[[ Material for this task open ]]
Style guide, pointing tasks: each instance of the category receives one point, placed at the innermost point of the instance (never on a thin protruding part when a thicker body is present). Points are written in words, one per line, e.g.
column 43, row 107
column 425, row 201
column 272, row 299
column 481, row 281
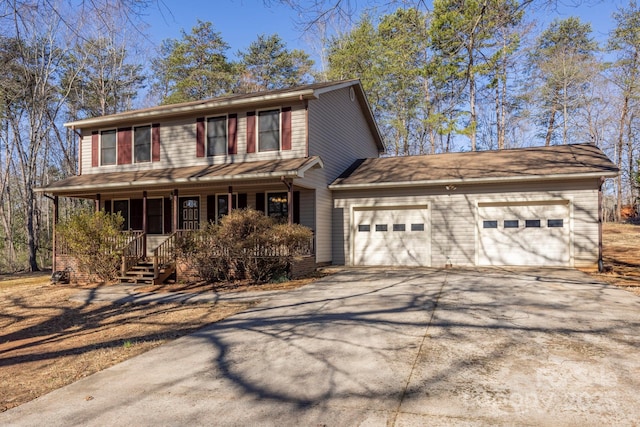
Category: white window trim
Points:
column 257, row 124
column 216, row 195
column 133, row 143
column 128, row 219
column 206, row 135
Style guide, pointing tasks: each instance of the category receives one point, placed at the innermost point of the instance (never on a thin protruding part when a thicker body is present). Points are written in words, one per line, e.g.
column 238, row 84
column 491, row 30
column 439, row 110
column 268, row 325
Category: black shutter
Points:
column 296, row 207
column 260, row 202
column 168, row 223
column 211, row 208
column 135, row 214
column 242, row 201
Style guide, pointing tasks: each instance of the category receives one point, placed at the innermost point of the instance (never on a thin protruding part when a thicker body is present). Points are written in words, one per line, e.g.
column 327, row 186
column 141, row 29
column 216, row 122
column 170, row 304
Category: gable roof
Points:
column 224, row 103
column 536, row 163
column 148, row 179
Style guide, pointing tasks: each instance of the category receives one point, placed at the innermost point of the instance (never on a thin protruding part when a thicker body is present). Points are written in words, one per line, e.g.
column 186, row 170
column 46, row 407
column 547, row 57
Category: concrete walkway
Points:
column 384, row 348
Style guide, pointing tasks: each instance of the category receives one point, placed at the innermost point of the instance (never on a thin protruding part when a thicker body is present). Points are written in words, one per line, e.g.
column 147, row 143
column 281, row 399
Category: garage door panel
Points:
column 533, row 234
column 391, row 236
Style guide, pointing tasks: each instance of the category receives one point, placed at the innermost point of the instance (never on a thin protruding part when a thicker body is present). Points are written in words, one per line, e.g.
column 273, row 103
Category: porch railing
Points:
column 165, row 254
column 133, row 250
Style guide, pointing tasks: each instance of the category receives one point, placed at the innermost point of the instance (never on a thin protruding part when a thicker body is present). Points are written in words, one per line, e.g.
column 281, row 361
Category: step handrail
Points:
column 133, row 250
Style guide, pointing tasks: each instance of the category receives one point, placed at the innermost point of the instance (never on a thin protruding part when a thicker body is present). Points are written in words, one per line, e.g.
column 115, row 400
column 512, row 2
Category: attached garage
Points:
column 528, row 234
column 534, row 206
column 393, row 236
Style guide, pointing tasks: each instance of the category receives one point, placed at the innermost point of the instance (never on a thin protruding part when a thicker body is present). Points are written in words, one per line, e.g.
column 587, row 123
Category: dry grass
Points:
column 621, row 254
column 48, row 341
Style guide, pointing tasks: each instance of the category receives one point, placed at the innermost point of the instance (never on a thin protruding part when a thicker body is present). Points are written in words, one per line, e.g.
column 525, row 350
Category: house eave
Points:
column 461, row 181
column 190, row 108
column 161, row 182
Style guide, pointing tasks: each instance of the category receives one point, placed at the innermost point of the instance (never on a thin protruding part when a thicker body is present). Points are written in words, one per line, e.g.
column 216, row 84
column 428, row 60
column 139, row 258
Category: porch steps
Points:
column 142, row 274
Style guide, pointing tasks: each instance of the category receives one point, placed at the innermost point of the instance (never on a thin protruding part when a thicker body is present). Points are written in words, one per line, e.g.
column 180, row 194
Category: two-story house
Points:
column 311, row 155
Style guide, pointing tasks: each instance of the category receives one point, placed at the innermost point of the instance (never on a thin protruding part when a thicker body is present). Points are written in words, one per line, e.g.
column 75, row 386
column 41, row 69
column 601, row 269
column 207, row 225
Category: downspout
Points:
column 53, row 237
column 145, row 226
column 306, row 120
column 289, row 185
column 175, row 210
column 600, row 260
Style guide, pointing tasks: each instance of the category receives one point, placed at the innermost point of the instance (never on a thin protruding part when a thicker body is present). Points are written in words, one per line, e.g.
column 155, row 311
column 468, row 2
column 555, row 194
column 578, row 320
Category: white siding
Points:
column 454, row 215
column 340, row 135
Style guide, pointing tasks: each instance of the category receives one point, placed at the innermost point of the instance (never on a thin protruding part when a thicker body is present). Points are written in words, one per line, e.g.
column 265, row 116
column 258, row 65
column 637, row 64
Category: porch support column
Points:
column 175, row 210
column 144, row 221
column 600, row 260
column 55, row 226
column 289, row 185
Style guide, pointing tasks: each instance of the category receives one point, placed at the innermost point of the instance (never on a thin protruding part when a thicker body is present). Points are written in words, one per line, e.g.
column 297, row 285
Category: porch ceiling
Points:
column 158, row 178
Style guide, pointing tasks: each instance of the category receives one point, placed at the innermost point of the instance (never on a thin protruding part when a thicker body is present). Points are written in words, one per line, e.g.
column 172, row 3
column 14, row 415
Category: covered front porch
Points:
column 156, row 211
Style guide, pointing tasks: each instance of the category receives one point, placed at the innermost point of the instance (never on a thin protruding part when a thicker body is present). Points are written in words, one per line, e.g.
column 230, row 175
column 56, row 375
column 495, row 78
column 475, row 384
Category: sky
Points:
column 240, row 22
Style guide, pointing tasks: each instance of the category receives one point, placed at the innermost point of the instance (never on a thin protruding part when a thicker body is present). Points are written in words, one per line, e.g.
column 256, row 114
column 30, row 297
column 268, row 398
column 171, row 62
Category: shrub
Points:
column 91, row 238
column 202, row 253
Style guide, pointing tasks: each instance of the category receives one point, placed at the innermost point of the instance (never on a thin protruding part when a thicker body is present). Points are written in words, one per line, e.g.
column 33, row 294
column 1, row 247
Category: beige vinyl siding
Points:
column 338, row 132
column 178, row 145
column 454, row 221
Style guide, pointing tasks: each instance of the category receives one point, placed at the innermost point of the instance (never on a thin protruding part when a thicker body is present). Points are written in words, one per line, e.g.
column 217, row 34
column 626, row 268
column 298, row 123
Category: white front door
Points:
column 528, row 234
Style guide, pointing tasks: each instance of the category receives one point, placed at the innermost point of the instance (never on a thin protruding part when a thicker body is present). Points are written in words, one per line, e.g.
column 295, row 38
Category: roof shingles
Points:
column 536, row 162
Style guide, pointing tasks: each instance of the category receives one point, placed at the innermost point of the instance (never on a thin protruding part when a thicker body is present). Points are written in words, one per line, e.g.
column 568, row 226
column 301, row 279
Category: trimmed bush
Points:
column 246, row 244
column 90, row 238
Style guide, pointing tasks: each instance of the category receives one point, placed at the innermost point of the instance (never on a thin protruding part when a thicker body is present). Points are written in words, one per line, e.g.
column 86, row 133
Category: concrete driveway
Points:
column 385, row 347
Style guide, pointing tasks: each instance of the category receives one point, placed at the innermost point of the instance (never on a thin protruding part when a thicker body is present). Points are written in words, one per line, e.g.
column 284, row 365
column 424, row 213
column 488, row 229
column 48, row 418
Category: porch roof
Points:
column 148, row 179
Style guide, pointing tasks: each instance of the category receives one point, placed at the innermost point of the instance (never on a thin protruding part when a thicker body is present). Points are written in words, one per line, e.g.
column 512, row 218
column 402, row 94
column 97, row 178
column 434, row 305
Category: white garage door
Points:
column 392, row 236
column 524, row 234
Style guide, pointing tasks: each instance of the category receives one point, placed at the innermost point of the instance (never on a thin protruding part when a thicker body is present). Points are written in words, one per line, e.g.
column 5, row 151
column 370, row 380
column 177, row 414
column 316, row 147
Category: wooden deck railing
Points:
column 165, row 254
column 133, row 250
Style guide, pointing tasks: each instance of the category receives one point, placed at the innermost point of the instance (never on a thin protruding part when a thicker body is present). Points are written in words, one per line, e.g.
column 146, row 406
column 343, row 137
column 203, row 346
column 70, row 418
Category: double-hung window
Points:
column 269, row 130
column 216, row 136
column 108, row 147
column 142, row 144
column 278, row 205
[[ Material for this task closed ]]
-- Aim of the task --
Return only the lines from the start of the data through the line that contains "Category: gable roof", please, copying them exactly and omitting all pictures.

-- Exercise result --
Style guide, pointing tasks: each instance of the category receives one point, placed at the innermost point of the instance (never on a thin protruding part when a thicker body is present). Points are written in words, one per line, e.g.
column 43, row 107
column 425, row 201
column 272, row 299
column 481, row 281
Category: white window trim
Points:
column 257, row 124
column 216, row 195
column 133, row 143
column 128, row 219
column 206, row 135
Style guide, pointing tasks: each instance of the category receives one point, placed at the innermost point of the instance (never on a thin protruding part when a thicker body is present). Points are written in words, one per line, e.g.
column 238, row 84
column 491, row 30
column 439, row 110
column 268, row 325
Category: black shutter
Points:
column 296, row 207
column 260, row 202
column 168, row 223
column 211, row 208
column 135, row 214
column 242, row 201
Style guide, pointing tasks: each instance of the category receives one point, placed at the innermost point of the instance (never on a thin protruding part when a thicker body is present). Points are written in words, one per line, e.g.
column 327, row 186
column 141, row 29
column 216, row 122
column 170, row 304
Category: gable roof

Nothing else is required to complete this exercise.